Task list >>
(A) In the ILTACON hash-value passage, swap "privileged" for "protected" and reproduce the text from "At last week’s" up to and including "through without review?".
(B) According to the ILTACON hash-value passage, at what event and in what city did Beth Patterson put her question to the panel?
(C) Write the next part of the ILTACON hash-value passage, picking up after its final sentence.

Document section >>
begin
At last week’s ILTACON in Washington, D.C., Beth Patterson, Chief Legal & Technology Services Officer for Allens in Sydney asked a panel why e-discovery service providers couldn’t standardize hash values so as to support identification and deduplication across products and collections. If they did, you could use work from one matter in another. If an e-mail is privileged in one case, there’s a good chance it’s privileged in another; so, wouldn’t it be splendid to be able to flag its counterparts to insure it doesn’t slip through without review?
Beth asked a great question, and one regrettably characterized by the panel as “a big technical challenge.”
One panelist got off on the right foot: He said, “I’ve created artificial hashes in the past where what I had to do was aggregate and normalize metadata across different data sets to create a custom fingerprint to do that.” But, he added, “that’s probably not defensible, and it’s also really cumbersome.”
Pressed by Beth, the panel pushed back. “It’s because artificial hashes are kind of complicated,” one panelist offered, and not “a trivial technical problem.” The panel questioned whether MD5 hashes were the appropriate standard or whether SHA-1 would be required, positing that cross-matter deduplication is “something that requires significant buy-in across a broad spectrum of people.” Beth’s request was ultimately dismissed as “not an easy challenge” and one that would be confounded by “people, process and technology” and “the MD5 hash stuff.”
end
Material >>
begin
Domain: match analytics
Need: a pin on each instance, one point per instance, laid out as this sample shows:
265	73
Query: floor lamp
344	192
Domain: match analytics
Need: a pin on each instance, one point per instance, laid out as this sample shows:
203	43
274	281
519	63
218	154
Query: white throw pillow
end
Final results >>
(A)
At last week’s ILTACON in Washington, D.C., Beth Patterson, Chief Legal & Technology Services Officer for Allens in Sydney asked a panel why e-discovery service providers couldn’t standardize hash values so as to support identification and deduplication across products and collections. If they did, you could use work from one matter in another. If an e-mail is protected in one case, there’s a good chance it’s protected in another; so, wouldn’t it be splendid to be able to flag its counterparts to insure it doesn’t slip through without review?

(B) ILTACON in Washington, D.C.

(C)
ILTACON is the rare venue where reasonably well-adjusted and -socialized people engage in lively discussions of such things. It’s not just that ILTA folks understand the technology issues (“GEEKS!”), we’re passionate about them (“NERDS!”) and debate them respectfully as peers (“WUSSIES!”).
Beth’s idea deserved more credit than it got. It really is a trivial technical problem, and one that could be resolved without much programming or politics.
Then, why don’t we have a proven means to uniquely identify messages across vendors? I suspect it’s due to a lack of leadership and validation. Insofar as I’m aware, no one has published a standard methodology for cross-vendor identification or established that it works. Certainly, no one has managed to get something accepted as a de facto industry standard, in the nature of, say, the Concordance load file format or EDRM XML. Instead, we invent reasons why it’s just too darn hard.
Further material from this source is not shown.